**Task brief:** Reproduce the material from its first line up to and including the line with "849L392 995L442 993L435", keeping every character unchanged.

**Input records:**
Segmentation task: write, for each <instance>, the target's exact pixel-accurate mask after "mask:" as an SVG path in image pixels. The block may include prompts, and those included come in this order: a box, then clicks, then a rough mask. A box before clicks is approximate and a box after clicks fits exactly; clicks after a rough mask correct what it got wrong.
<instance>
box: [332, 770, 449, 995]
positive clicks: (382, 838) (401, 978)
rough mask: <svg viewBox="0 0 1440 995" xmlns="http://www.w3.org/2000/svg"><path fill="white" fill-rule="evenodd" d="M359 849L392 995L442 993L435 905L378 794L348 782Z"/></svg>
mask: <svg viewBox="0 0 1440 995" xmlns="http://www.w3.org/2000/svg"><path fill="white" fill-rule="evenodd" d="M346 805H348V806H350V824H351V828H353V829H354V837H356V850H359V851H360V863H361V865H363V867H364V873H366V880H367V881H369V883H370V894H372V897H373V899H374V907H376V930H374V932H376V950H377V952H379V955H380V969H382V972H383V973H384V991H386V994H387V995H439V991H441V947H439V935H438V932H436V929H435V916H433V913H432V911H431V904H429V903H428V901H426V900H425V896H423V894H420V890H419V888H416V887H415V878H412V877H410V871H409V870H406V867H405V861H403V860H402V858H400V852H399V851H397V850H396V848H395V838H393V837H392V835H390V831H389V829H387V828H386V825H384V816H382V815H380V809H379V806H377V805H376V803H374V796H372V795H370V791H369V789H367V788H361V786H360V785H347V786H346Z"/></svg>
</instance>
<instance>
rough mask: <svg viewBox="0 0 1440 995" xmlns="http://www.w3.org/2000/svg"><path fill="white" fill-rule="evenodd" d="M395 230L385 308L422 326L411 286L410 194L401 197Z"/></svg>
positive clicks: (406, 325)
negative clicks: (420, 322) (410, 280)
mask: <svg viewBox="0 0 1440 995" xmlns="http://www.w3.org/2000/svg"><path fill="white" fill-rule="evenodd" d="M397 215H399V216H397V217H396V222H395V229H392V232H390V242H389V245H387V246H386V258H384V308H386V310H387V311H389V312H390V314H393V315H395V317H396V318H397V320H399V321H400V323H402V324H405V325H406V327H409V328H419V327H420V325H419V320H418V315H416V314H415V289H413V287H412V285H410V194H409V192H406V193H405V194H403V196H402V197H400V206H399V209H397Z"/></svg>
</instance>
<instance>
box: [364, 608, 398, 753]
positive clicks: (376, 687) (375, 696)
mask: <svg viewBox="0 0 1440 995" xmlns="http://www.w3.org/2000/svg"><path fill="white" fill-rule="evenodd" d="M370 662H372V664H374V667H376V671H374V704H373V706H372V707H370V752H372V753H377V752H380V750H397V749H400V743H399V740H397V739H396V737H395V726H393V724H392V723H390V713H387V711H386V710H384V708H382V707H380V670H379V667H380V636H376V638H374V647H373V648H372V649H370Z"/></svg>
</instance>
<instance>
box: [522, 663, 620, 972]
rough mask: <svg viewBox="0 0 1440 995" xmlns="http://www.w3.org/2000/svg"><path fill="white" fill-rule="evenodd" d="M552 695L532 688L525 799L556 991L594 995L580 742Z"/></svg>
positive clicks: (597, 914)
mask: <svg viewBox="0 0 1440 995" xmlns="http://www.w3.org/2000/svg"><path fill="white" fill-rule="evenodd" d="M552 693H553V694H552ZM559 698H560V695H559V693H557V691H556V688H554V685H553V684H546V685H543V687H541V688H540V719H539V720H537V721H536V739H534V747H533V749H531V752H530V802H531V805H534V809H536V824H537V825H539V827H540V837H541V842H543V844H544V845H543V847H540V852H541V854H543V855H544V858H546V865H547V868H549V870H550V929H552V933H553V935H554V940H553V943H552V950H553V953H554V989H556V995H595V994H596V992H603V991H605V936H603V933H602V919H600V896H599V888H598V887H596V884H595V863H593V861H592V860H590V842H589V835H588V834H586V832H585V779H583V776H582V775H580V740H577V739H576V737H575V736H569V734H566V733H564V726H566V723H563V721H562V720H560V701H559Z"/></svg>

**Response to the task:**
Segmentation task: write, for each <instance>, the target's exact pixel-accurate mask after "mask:" as an SVG path in image pixels. The block may include prompts, and those included come in this order: a box, then clicks, then a rough mask. A box before clicks is approximate and a box after clicks fits exactly; clicks after a rough mask correct what it got wrong.
<instance>
box: [332, 770, 449, 995]
positive clicks: (382, 838) (401, 978)
rough mask: <svg viewBox="0 0 1440 995" xmlns="http://www.w3.org/2000/svg"><path fill="white" fill-rule="evenodd" d="M359 849L392 995L442 993L435 905L378 794L348 782Z"/></svg>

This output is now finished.